## YOUR ASSIGNMENT
The expected output is a copy of every line in the records with the string "ground".

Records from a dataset
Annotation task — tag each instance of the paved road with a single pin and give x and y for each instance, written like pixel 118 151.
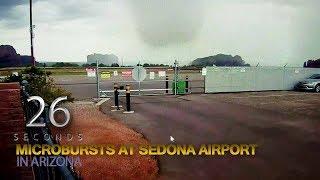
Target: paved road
pixel 289 147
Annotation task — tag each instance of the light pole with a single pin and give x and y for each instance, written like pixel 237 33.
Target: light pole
pixel 31 33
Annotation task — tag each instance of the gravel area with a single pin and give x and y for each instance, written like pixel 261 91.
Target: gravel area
pixel 97 128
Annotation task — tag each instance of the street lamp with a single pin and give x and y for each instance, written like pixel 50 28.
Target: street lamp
pixel 31 33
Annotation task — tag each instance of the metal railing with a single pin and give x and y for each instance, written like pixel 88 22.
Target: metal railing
pixel 43 172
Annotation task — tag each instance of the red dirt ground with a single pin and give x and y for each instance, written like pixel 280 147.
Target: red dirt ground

## YOUR RESPONSE
Annotation task — tag each instance of the red dirt ground with a single pin and give x and y for each instance, written like pixel 280 147.
Target: red dirt ground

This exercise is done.